====== Given entries

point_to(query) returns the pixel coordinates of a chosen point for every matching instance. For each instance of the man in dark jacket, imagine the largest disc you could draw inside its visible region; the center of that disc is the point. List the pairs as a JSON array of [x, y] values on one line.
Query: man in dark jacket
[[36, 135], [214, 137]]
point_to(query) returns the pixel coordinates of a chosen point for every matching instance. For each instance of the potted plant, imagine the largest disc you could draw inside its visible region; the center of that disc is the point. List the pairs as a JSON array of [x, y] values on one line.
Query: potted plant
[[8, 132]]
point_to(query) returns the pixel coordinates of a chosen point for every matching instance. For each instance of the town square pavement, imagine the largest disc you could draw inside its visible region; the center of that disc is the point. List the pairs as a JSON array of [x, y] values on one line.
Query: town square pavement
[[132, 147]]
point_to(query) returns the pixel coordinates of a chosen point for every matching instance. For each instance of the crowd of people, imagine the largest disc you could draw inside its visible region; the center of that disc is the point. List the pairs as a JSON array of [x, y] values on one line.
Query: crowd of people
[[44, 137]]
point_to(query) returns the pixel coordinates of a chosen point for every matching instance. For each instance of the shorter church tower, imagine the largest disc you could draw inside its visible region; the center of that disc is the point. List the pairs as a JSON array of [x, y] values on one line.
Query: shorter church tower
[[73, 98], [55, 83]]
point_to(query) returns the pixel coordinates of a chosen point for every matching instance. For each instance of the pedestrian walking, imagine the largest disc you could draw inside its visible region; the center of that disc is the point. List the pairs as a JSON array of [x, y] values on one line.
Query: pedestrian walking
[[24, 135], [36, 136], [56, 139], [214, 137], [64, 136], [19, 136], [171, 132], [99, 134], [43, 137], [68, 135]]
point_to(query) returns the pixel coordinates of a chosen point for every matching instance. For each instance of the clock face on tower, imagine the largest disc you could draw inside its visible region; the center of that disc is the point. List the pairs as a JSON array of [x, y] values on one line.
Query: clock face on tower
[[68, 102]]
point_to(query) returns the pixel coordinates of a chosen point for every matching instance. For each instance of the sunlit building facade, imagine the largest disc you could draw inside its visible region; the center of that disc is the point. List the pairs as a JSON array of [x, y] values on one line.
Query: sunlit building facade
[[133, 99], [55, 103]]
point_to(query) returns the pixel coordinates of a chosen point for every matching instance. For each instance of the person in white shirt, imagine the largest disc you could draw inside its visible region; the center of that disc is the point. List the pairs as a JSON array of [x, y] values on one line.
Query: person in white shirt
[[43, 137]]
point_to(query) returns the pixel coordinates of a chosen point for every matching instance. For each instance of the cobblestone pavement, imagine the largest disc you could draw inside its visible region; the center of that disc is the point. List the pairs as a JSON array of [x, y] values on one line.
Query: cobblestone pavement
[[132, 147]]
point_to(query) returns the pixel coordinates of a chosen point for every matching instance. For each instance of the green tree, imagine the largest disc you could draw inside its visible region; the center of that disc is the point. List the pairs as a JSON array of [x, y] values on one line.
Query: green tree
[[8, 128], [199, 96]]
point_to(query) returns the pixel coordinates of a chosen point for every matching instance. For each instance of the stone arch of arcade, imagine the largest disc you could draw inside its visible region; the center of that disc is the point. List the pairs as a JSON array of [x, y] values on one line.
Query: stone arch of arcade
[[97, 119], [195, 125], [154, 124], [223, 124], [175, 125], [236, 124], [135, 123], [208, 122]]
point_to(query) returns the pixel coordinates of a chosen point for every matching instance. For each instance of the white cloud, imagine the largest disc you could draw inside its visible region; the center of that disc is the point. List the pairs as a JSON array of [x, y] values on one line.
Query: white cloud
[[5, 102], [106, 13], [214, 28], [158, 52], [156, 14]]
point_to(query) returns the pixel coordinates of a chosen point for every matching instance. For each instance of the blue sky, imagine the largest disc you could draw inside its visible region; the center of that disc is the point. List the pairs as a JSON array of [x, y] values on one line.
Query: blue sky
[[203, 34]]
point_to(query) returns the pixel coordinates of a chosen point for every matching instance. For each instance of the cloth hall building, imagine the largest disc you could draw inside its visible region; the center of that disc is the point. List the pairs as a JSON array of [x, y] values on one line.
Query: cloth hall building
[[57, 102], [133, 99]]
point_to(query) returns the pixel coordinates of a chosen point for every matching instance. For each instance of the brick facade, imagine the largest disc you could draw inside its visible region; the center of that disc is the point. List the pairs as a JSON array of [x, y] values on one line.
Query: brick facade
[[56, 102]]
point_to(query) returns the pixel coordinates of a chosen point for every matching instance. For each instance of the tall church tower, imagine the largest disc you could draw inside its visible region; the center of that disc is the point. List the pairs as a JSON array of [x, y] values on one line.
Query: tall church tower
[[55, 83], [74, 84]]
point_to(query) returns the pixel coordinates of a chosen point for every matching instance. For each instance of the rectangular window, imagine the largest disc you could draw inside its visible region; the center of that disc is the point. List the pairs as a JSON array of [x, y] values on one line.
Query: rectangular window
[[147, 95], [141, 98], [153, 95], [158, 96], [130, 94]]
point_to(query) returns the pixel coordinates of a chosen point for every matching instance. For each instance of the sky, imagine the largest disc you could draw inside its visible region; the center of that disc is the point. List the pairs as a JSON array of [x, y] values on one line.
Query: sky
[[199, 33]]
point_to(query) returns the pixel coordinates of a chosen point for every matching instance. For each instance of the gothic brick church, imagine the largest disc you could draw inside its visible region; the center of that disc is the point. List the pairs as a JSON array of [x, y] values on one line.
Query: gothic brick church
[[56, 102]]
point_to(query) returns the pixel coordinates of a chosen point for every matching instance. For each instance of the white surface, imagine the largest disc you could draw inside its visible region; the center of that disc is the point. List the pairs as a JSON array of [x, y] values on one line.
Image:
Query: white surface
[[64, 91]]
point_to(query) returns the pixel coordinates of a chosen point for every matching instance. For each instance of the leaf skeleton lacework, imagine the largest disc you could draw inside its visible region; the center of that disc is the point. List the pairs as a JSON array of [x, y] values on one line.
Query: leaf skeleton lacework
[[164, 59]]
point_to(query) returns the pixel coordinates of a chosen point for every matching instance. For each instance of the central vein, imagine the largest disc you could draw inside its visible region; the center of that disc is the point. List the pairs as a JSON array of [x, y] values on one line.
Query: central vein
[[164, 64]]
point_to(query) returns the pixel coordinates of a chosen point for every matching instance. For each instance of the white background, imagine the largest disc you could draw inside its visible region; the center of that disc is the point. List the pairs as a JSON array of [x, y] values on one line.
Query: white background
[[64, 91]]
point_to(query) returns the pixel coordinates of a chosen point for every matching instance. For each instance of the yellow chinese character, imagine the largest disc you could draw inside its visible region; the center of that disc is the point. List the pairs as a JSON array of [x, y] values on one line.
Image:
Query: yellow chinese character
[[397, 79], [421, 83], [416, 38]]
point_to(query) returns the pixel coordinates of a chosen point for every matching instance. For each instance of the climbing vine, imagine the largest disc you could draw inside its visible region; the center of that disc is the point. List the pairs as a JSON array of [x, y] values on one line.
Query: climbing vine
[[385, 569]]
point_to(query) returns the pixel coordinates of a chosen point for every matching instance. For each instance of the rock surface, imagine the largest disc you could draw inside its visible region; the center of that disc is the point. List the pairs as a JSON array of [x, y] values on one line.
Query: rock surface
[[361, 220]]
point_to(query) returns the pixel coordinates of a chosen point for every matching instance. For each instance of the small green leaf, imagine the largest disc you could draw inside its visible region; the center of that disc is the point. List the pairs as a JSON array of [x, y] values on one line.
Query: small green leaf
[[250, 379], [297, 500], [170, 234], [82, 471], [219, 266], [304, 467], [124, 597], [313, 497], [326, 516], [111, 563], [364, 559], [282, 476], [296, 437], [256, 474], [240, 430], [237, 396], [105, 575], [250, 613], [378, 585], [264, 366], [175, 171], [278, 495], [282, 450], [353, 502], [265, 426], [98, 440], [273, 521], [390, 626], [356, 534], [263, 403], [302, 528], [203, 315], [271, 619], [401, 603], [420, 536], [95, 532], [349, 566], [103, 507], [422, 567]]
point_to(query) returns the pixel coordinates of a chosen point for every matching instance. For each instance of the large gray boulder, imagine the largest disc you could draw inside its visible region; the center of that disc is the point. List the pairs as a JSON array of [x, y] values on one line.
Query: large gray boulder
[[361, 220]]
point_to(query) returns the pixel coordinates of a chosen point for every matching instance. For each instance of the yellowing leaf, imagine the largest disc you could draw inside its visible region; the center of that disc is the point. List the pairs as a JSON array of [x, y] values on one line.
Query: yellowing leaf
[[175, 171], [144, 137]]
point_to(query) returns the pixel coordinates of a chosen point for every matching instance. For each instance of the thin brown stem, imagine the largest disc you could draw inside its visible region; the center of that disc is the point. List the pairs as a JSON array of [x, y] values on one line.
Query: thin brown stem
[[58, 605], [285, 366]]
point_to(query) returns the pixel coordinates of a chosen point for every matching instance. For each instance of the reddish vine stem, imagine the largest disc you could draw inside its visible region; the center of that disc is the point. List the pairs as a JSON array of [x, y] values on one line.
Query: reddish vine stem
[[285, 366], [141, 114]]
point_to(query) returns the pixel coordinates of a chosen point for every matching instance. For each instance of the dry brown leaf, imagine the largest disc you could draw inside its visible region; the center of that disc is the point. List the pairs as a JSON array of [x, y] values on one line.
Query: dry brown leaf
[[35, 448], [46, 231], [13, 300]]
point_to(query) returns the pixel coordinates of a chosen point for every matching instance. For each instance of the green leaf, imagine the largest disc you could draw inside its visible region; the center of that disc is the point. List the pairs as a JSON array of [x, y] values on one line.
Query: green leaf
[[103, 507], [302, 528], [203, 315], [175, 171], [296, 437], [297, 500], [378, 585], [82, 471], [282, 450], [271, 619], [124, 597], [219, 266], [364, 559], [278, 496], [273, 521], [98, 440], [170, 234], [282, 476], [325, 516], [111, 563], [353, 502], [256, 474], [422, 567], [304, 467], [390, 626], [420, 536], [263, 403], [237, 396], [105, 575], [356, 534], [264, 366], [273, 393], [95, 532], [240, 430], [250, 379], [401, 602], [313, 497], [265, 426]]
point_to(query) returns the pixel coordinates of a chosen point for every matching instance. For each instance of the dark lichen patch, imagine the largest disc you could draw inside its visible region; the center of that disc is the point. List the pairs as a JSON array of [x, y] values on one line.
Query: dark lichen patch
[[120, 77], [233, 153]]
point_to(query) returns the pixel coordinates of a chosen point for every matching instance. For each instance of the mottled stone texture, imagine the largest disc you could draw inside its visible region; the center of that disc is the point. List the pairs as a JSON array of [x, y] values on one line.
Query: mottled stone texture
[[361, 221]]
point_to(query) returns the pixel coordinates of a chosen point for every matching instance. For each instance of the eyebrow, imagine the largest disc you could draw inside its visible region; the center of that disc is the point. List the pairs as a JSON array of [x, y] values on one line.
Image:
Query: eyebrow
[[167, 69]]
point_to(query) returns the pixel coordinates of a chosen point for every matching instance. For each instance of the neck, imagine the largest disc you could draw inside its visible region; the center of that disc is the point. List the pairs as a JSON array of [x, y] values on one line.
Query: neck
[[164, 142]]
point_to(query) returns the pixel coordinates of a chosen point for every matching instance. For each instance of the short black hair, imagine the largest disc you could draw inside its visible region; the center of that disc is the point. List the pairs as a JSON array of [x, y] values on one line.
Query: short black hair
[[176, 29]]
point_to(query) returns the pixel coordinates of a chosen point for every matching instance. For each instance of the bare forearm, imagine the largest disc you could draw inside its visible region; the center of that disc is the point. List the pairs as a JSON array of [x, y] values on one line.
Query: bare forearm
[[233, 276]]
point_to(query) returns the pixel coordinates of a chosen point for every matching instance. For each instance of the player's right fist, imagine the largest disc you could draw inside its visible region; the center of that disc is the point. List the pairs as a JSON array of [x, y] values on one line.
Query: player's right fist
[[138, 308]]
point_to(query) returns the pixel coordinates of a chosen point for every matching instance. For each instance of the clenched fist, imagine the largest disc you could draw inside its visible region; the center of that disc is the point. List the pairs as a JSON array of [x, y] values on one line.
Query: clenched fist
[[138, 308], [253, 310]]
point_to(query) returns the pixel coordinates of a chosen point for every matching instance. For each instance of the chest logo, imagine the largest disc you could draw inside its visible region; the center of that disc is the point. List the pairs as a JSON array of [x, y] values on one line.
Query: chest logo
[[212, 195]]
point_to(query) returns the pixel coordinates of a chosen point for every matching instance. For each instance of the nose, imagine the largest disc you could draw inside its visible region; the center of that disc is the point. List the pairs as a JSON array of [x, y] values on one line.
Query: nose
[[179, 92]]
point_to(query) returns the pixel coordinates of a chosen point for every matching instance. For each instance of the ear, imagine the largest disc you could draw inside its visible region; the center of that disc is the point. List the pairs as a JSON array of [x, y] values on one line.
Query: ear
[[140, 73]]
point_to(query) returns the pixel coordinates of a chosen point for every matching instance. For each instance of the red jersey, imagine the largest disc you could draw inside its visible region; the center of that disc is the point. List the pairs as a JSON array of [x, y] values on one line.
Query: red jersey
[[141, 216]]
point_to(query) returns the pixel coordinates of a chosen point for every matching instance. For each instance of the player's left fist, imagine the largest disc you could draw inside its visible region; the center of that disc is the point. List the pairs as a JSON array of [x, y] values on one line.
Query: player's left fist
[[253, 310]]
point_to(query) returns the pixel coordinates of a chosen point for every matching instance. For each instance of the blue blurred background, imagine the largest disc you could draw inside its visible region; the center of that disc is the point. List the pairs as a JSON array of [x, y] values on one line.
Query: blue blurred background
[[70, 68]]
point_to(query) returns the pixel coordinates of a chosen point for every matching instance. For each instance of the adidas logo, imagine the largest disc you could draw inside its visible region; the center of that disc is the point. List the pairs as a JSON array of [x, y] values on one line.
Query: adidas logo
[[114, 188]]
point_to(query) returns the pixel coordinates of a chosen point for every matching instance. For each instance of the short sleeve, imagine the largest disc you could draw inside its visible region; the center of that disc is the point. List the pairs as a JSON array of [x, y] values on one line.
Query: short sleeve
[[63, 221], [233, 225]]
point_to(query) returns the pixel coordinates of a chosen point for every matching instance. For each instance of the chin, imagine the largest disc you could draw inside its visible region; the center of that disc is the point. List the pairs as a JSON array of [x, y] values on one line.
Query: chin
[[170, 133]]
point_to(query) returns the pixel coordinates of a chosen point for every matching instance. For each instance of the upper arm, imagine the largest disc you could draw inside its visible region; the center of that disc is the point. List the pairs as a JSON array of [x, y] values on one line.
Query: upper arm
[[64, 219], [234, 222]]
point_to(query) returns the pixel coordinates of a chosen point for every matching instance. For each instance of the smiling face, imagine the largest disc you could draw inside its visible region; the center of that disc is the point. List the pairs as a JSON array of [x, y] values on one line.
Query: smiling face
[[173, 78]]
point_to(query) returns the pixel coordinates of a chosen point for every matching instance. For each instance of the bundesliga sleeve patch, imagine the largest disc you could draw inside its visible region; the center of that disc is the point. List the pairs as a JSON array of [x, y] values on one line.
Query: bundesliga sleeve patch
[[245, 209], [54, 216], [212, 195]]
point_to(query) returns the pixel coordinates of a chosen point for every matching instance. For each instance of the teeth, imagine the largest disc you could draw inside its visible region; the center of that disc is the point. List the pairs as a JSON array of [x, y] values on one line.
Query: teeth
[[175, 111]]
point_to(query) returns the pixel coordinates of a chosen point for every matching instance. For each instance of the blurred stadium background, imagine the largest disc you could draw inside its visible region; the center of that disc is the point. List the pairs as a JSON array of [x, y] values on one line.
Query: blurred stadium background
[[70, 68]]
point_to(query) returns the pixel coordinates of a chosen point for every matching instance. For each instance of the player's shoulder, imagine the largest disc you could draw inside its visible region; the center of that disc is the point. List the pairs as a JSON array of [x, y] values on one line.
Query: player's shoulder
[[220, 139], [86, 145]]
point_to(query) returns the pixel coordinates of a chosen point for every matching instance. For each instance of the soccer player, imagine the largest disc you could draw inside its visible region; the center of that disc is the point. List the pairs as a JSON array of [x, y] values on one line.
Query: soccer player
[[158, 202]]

============

§ The request
Starting with the line containing "short sleeve, imagine" and going on through the line containing "[[63, 221], [233, 225]]", reproduce those lines with "disc" replaced by "circle" and everything else left unchanged.

§ Answer below
point_to(query) returns the pixel coordinates of a chosen point for every matching instance. For each instance of the short sleeve, imagine the largest circle you could draw inside its visible region; the center of that circle is the point. List the pairs as a JSON array of [x, y] values on one line.
Query: short sleeve
[[63, 221], [233, 225]]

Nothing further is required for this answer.